• **INPUT**
* * * * * * * * *
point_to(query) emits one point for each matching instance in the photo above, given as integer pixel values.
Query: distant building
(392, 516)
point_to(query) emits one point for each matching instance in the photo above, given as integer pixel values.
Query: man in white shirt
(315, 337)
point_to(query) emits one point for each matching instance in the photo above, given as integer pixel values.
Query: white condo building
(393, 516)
* * * * * * * * *
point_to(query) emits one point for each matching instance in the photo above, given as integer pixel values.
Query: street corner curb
* * * * * * * * *
Show every line of the records that contains the word "white", treating uppercase and lowercase letters as distinct.

• **ANSWER BELOW**
Query: man in white shirt
Query: white condo building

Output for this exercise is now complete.